*Rows of box annotation data:*
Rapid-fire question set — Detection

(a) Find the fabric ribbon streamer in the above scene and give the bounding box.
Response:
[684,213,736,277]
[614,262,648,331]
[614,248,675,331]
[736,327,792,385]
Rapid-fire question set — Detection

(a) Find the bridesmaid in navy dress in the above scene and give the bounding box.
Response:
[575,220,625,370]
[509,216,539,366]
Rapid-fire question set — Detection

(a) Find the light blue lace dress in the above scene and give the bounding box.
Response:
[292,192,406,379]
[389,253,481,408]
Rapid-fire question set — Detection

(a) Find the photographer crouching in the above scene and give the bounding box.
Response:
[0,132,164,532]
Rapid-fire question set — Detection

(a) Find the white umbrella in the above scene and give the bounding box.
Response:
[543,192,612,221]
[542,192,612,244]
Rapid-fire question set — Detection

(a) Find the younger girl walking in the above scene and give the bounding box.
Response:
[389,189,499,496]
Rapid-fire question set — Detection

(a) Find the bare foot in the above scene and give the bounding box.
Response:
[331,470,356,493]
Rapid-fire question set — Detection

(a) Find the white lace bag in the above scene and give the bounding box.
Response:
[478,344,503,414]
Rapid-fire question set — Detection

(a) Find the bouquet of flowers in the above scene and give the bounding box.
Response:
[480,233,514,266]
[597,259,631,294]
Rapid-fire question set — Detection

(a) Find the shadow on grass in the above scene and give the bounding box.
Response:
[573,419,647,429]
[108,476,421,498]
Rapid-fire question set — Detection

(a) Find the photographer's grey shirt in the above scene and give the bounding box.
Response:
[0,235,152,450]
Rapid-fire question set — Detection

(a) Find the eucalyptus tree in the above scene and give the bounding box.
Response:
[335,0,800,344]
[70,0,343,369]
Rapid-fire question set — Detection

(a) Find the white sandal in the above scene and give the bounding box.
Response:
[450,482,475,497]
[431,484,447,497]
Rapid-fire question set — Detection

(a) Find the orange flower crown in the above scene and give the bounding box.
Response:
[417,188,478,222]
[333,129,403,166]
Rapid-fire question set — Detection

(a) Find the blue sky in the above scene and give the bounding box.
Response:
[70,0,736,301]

*Required task:* Type the material above out again, exactly.

*Response below:*
Rapid-fire question set — Detection

(a) Find the fabric ribbon streamer in the above scene and give the bounding box.
Response:
[684,213,736,277]
[614,262,648,331]
[614,248,675,331]
[736,327,792,385]
Rapid-fire question set — Detection

(a) Find the bridesmaid in navy dress in the above scene and give the bounding box.
Response:
[575,220,625,370]
[509,216,539,366]
Rapid-fire question set — Detection

(a) Find the light blue lace dress in the above scene and give the bounding box.
Response:
[292,192,406,379]
[389,253,481,408]
Rapid-fire question set — Detection

(a) Find the photographer crouching in the above scene and give the bounding box.
Response:
[0,132,164,532]
Rapid-fire question set — Detection

(a) Find the white umbrella in the above scene and give the bounding box.
Response:
[543,192,612,221]
[542,192,612,244]
Rapid-fire question set — Detection

(a) Find the younger girl walking in the above scene and give the bounding box.
Response:
[389,189,499,496]
Rapid-fire question set — Detection

(a) Find the bare foot in the above scene and give the bounding box.
Response:
[331,470,356,493]
Rapid-fire question set — Detection

(a) Find the white lace bag in the above scene and give the bounding box.
Response:
[478,344,503,414]
Rapid-fire question set — Detection

(a) Find the bouquet of flowers in the above scene and give the bounding box.
Response:
[480,233,514,266]
[597,259,631,294]
Rapid-fire question set — Detection

(a) Find the shadow on grass in the above scene and give the bounding box.
Response:
[573,419,647,429]
[108,476,421,498]
Rapid-fire question set — Detection

(a) Find the photographer's grey shirt in the above scene and give the bounding box.
Response:
[0,235,152,450]
Rapid-fire question set — Detection

(a) Find the eucalyptus tree in the above scene and give the bounding box.
Response:
[335,0,800,344]
[70,0,343,369]
Rapid-fire question set — Detection

(a) Find the white sandal in the above scene and give the bounding box.
Response:
[450,482,475,497]
[431,484,447,497]
Rapid-fire question set — Detection

(a) Find the orange flower crown in the above scene and give the bounding box.
Response:
[417,188,478,222]
[333,129,403,166]
Rapid-fire question set — Detection

(a) Find the blue sky in the above scene and give the bounding box.
Response:
[70,0,736,301]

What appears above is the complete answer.